China banned in September 2017 ICOs (Initial Coins Offerings) after some high-profile cases of fraud but certainly not block all blockchain activities. Lawyer Mark Schaub looks at the China Law Insight at how the government tries to regulate blockchain, one year after the initial ICO ban.
The dilemma for government was clear. On the one hand blockchain is a revolutionary technology that will have a major impact on the global economy. On the other hand, regulation is critically important in order to protect consumers and investors. Over regulate and you may miss the boost to your economy that blockchain will deliver; fail to regulate and there will be major fall out from consumers and investors alike.
Malta was the first jurisdiction to provide direct guidance as to the requirements for offering an ICO in early 2018. This guidance was followed up by a Virtual Financial Assets Act that was issued at the end of last year. These regulations provided certainty to both issuers and consumers in terms of what was expected in a coin/token offering. Since Malta, a number of other jurisdictions including Singapore, Hong Kong and Switzerland have released regulations or guidance on crypto-related projects.
The utility tokens issued in an ICO do not easily fit within established asset classes. For this reason, ICOs were seen as an unregulated area of law. The utility token was not quite a security and more of a digital asset which may have certain rights. Further the utility token may have specific rights; unclearly defined rights or in many cases no rights attached. For this reason, traditional regulations do not neatly apply. In response, and indicative of the conservative approach of many, larger countries, the SEC in the United States of America determined that regardless of whether a token is labeled as a utility or not it could (and likely would) be classified as a security and be required to comply with US securities regulations.
○ ○ ○
▸ **Activity 1**: List every country or jurisdiction named in the text on blockchain regulation.
▸ **Activity 2**: According to the text on blockchain regulation, when did China ban ICOs?
▸ **Activity 3**: Write out the text on blockchain regulation from the words "The utility tokens" up to and including the words "US securities regulations.".
○ ○ ○
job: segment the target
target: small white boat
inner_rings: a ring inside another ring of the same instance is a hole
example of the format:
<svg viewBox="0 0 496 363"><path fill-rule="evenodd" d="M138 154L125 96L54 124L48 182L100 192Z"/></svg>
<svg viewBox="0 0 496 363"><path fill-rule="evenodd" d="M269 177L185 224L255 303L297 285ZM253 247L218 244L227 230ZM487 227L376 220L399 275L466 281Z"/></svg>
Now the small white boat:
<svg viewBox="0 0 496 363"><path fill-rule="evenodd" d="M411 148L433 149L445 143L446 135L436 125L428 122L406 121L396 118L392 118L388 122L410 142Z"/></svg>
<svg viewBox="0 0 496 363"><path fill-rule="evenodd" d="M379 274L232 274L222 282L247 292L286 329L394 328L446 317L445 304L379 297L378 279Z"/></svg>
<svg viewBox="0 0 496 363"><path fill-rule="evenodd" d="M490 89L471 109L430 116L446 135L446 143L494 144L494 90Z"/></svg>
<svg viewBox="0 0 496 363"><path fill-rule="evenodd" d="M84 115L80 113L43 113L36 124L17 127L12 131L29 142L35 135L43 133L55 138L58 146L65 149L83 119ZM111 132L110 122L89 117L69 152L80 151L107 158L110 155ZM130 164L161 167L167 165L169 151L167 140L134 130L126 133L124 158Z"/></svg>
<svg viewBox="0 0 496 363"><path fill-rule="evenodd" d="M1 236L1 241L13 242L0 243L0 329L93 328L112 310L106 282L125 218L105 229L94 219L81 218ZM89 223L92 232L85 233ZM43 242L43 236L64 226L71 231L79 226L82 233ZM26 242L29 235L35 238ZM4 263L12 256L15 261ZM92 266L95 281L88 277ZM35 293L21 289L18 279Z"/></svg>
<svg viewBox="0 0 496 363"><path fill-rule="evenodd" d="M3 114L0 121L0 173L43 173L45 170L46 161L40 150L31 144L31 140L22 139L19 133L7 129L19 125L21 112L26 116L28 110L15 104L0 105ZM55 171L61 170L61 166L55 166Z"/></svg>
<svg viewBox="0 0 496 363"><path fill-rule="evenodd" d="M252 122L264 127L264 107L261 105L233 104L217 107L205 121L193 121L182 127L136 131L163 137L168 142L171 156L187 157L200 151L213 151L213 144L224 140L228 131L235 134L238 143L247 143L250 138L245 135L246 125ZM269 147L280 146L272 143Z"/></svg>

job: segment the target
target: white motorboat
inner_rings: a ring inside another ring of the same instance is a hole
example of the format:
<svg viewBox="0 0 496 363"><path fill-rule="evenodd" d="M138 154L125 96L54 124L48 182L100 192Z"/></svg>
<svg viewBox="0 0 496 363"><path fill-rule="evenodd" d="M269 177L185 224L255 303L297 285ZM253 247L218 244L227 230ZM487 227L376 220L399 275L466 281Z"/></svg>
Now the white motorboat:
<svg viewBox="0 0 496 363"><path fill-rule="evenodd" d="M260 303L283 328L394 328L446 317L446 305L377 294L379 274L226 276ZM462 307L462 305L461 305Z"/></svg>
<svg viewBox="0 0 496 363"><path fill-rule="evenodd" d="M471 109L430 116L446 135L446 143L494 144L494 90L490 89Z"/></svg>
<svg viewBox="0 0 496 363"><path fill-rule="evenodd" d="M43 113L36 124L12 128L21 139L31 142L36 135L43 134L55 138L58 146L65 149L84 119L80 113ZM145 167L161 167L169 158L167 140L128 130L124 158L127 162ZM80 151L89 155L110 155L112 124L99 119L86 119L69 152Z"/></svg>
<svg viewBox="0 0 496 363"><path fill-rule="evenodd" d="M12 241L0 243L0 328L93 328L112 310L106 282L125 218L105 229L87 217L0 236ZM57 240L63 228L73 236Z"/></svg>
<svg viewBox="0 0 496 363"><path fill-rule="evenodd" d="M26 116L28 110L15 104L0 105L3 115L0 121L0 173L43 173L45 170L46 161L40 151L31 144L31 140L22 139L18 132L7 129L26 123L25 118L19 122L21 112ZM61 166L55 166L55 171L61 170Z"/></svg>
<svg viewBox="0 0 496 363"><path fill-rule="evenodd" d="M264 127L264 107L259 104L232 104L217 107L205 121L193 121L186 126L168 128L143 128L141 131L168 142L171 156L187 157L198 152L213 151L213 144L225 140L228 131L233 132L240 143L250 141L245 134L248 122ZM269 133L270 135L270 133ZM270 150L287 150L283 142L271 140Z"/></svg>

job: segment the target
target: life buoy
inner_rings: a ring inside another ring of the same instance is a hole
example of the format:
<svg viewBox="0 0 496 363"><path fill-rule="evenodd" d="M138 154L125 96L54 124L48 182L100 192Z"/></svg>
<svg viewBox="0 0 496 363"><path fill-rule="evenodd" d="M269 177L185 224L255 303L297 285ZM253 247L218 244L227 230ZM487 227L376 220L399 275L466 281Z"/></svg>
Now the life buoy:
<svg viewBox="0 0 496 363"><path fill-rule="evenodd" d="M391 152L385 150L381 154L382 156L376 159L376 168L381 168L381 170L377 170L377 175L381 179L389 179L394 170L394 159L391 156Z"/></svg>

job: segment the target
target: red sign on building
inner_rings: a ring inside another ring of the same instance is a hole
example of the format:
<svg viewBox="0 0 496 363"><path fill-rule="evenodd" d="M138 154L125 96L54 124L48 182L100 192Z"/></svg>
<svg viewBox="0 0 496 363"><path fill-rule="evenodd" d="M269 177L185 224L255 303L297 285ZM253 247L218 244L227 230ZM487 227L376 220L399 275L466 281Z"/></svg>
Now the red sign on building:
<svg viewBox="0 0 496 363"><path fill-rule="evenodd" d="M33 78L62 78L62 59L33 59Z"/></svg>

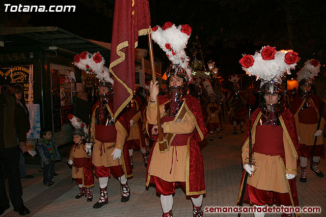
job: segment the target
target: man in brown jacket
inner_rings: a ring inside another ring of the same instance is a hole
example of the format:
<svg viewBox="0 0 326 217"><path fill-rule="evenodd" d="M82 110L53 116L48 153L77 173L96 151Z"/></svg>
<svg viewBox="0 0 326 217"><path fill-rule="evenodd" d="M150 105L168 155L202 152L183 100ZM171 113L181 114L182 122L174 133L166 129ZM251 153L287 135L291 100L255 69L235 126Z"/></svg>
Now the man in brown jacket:
<svg viewBox="0 0 326 217"><path fill-rule="evenodd" d="M0 161L6 170L9 182L9 195L14 210L20 215L30 213L24 206L21 198L22 188L18 169L19 148L23 153L26 151L26 132L19 125L19 120L15 118L16 104L12 97L1 92L1 86L6 79L0 76ZM17 127L16 127L17 126ZM17 138L19 140L17 146ZM4 173L0 167L0 215L10 207L5 187Z"/></svg>

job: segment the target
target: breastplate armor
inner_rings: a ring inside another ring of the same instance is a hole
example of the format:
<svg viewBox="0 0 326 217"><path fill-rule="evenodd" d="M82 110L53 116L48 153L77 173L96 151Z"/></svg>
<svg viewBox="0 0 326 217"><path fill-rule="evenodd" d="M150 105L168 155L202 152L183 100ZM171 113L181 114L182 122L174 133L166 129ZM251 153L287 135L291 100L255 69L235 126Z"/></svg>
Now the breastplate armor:
<svg viewBox="0 0 326 217"><path fill-rule="evenodd" d="M113 117L109 112L106 106L103 106L102 114L100 114L100 107L95 110L95 124L101 126L114 125Z"/></svg>
<svg viewBox="0 0 326 217"><path fill-rule="evenodd" d="M302 106L302 108L301 109L305 109L306 108L313 108L314 107L313 105L312 105L312 103L310 101L310 100L306 100L304 105Z"/></svg>

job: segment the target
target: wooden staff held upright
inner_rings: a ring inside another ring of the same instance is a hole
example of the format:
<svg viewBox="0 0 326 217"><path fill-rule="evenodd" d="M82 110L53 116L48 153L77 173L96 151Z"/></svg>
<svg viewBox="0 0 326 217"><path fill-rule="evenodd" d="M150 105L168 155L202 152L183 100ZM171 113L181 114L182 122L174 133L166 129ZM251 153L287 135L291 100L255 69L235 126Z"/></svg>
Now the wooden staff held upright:
<svg viewBox="0 0 326 217"><path fill-rule="evenodd" d="M152 80L153 84L156 81L156 77L155 75L155 64L154 62L154 55L153 54L153 44L152 42L152 35L149 33L148 35L148 47L149 50L149 56L151 61L151 68L152 69ZM158 145L159 151L161 153L165 152L168 149L167 140L163 138L162 127L161 126L161 117L159 114L159 104L158 103L158 96L156 97L156 107L157 108L157 130L158 131Z"/></svg>

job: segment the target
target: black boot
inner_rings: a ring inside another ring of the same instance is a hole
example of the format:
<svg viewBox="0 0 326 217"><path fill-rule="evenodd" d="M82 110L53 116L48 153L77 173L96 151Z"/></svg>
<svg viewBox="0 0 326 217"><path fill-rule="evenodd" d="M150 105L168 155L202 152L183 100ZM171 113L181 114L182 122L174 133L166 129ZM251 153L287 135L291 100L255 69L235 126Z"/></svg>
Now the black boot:
<svg viewBox="0 0 326 217"><path fill-rule="evenodd" d="M121 184L122 187L122 197L121 197L121 202L124 203L129 200L130 197L130 190L128 186L128 182L125 184Z"/></svg>
<svg viewBox="0 0 326 217"><path fill-rule="evenodd" d="M143 154L143 160L144 161L144 165L147 168L147 163L148 163L148 159L147 158L147 156L146 155L146 153Z"/></svg>
<svg viewBox="0 0 326 217"><path fill-rule="evenodd" d="M104 204L106 204L108 202L108 200L107 199L107 191L106 191L106 187L103 189L100 188L100 191L101 193L101 197L100 197L100 199L97 201L96 203L93 205L93 208L94 208L94 209L101 208Z"/></svg>
<svg viewBox="0 0 326 217"><path fill-rule="evenodd" d="M241 132L241 133L244 133L244 131L243 131L243 125L241 125L241 126L240 126L240 132Z"/></svg>
<svg viewBox="0 0 326 217"><path fill-rule="evenodd" d="M194 217L203 217L203 210L202 210L202 206L195 206L193 205L194 209L193 210L193 215Z"/></svg>
<svg viewBox="0 0 326 217"><path fill-rule="evenodd" d="M91 202L93 200L93 194L92 194L92 187L87 188L85 192L85 196L87 194L87 202Z"/></svg>
<svg viewBox="0 0 326 217"><path fill-rule="evenodd" d="M79 188L79 193L76 195L75 198L79 199L85 195L85 188L84 187Z"/></svg>

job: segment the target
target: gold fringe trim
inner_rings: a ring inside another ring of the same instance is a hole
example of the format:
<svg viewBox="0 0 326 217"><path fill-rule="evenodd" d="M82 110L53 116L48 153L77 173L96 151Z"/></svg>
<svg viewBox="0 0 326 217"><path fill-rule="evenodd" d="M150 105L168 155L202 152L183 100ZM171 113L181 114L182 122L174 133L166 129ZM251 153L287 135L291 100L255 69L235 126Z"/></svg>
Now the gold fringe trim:
<svg viewBox="0 0 326 217"><path fill-rule="evenodd" d="M188 141L187 141L187 146L188 146L188 150L187 151L187 157L186 160L186 165L185 165L185 195L202 195L206 193L206 190L201 191L200 192L190 192L189 187L189 160L190 158L190 138L189 137L188 138Z"/></svg>
<svg viewBox="0 0 326 217"><path fill-rule="evenodd" d="M149 180L151 179L151 175L149 174L149 173L148 173L147 174L147 181L146 181L146 187L148 187L148 185L149 185Z"/></svg>
<svg viewBox="0 0 326 217"><path fill-rule="evenodd" d="M284 179L285 179L285 183L286 184L286 187L287 188L287 190L289 192L289 196L290 196L291 204L292 204L292 206L294 207L294 203L293 202L293 199L292 197L292 194L291 193L291 189L290 189L290 184L289 183L289 180L286 179L286 173L285 172L285 165L284 165L284 162L283 162L283 160L281 157L280 157L279 158L279 160L280 160L280 164L281 164L281 166L282 167L282 169L283 171ZM296 215L297 214L297 213L295 213L295 216L297 216Z"/></svg>
<svg viewBox="0 0 326 217"><path fill-rule="evenodd" d="M304 106L304 104L305 104L305 102L306 102L306 100L304 100L303 101L303 102L301 104L301 105L299 107L299 109L297 110L297 111L296 111L296 112L295 112L295 114L294 114L294 117L296 117L297 116L298 114L299 113L299 112L301 110L301 108L302 108L302 107Z"/></svg>
<svg viewBox="0 0 326 217"><path fill-rule="evenodd" d="M138 30L138 36L145 36L152 34L152 28L144 28Z"/></svg>
<svg viewBox="0 0 326 217"><path fill-rule="evenodd" d="M128 46L129 45L128 45L128 41L126 41L125 42L122 42L121 43L119 44L117 46L117 54L119 56L120 56L120 58L119 58L118 59L116 59L115 60L111 63L110 64L110 66L108 69L108 71L116 78L116 79L117 79L117 81L119 82L120 83L121 83L121 84L122 84L122 85L124 87L124 88L126 88L126 89L130 95L130 96L127 98L127 99L124 101L124 102L122 103L122 104L120 106L120 107L118 109L118 110L116 112L116 113L114 114L114 120L116 120L116 118L118 117L118 115L120 114L120 113L121 111L122 111L124 107L125 107L127 106L128 103L129 103L130 100L131 100L131 99L132 99L132 97L133 97L133 94L132 92L132 90L130 88L129 88L129 87L123 81L122 81L122 80L120 79L117 76L117 75L115 74L115 73L112 70L112 68L113 67L118 65L118 64L121 64L121 63L123 62L125 60L126 54L123 52L120 51L120 50L125 47L128 47Z"/></svg>
<svg viewBox="0 0 326 217"><path fill-rule="evenodd" d="M294 158L295 158L295 161L296 161L299 157L297 156L296 150L295 150L295 148L294 148L294 145L293 145L293 143L292 141L292 139L291 139L291 137L290 137L289 132L287 131L287 129L286 129L286 127L285 126L285 124L284 123L283 118L282 117L282 115L280 116L280 118L279 119L280 119L281 125L282 125L282 128L283 129L283 131L284 132L284 133L285 133L285 136L287 139L287 141L289 142L290 147L291 147L291 150L292 150L292 152L294 156Z"/></svg>
<svg viewBox="0 0 326 217"><path fill-rule="evenodd" d="M83 168L83 169L84 170L84 167ZM92 173L93 173L93 170L92 170ZM93 183L92 184L91 184L90 185L85 185L84 184L84 171L82 172L82 178L83 179L83 187L84 188L91 188L91 187L94 187L95 186L95 184L94 183Z"/></svg>
<svg viewBox="0 0 326 217"><path fill-rule="evenodd" d="M259 119L260 119L260 117L261 117L262 114L262 113L261 113L261 111L259 112L259 114L258 114L258 115L256 118L256 120L254 123L254 126L253 126L253 128L251 129L252 134L253 132L255 132L255 131L256 131L256 127L257 127L257 125L258 123L258 121L259 121ZM247 140L246 140L246 142L244 142L244 144L242 146L241 150L243 151L243 150L244 149L244 148L248 145L249 145L249 137L247 139Z"/></svg>
<svg viewBox="0 0 326 217"><path fill-rule="evenodd" d="M197 131L198 131L198 133L199 133L199 136L200 136L200 138L202 140L202 141L203 141L204 140L204 135L203 135L203 133L202 132L202 131L200 130L200 128L198 126L198 123L197 123L197 120L195 117L195 115L194 115L194 114L193 114L193 113L191 112L190 109L189 109L189 108L188 108L188 106L185 103L183 103L182 105L184 105L184 107L187 110L187 112L188 112L188 114L190 115L190 116L192 117L192 118L193 118L194 122L195 122L195 125L196 125L196 127L197 129Z"/></svg>
<svg viewBox="0 0 326 217"><path fill-rule="evenodd" d="M246 173L245 173L245 174L246 174ZM244 182L244 177L243 177L243 179L242 179L242 181L241 183L241 185L240 186L240 190L239 190L239 194L238 194L238 200L237 201L237 203L239 203L240 202L240 199L241 198L241 194L242 192L242 188L243 188Z"/></svg>

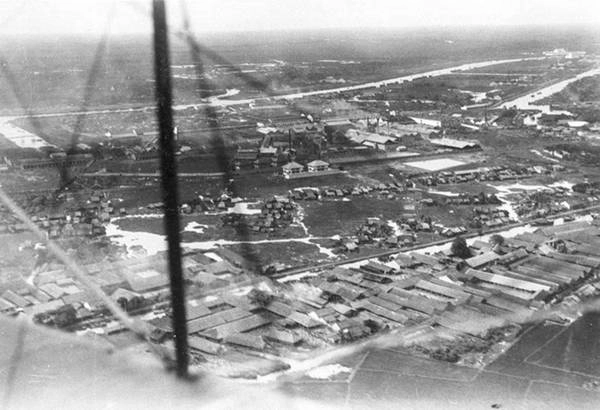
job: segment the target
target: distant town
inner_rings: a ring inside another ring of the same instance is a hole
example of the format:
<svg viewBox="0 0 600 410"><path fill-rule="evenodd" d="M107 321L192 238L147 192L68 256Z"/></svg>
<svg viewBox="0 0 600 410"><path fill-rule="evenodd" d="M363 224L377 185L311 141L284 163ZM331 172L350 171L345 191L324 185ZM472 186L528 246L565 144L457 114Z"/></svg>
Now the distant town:
<svg viewBox="0 0 600 410"><path fill-rule="evenodd" d="M257 378L394 334L407 354L480 369L600 295L600 57L342 77L359 65L257 63L288 87L176 107L197 368ZM154 109L6 115L0 157L30 221L171 349ZM5 206L0 238L1 313L139 343Z"/></svg>

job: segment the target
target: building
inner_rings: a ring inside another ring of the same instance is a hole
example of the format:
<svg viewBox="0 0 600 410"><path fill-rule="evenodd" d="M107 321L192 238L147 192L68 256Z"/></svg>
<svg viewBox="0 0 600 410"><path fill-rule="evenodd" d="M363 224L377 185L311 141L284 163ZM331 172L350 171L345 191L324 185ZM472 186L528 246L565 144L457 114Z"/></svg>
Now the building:
<svg viewBox="0 0 600 410"><path fill-rule="evenodd" d="M321 172L329 169L329 164L327 162L318 159L309 162L306 166L308 167L308 172Z"/></svg>
<svg viewBox="0 0 600 410"><path fill-rule="evenodd" d="M281 167L283 170L283 176L289 178L290 175L299 174L304 171L304 167L297 162L289 162Z"/></svg>

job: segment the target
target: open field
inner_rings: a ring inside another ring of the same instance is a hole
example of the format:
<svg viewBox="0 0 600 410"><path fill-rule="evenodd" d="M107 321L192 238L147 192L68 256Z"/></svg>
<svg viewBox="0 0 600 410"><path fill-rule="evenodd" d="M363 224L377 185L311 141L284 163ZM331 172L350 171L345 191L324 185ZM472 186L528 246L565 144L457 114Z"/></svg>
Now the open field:
<svg viewBox="0 0 600 410"><path fill-rule="evenodd" d="M425 161L411 161L406 163L406 165L409 165L414 168L424 169L426 171L442 171L448 168L455 168L464 164L464 162L450 158L438 158Z"/></svg>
○ ○ ○
▸ **Exercise result 1**: China, Malta, Singapore, Hong Kong, Switzerland, and the United States of America.

▸ **Exercise result 2**: China banned ICOs in September 2017.

▸ **Exercise result 3**:
The utility tokens issued in an ICO do not easily fit within established asset classes. For this reason, ICOs were seen as an unregulated area of law. The utility token was not quite a security and more of a digital asset which may have certain rights. Further the utility token may have specific rights; unclearly defined rights or in many cases no rights attached. For this reason, traditional regulations do not neatly apply. In response, and indicative of the conservative approach of many, larger countries, the SEC in the United States of America determined that regardless of whether a token is labeled as a utility or not it could (and likely would) be classified as a security and be required to comply with US securities regulations.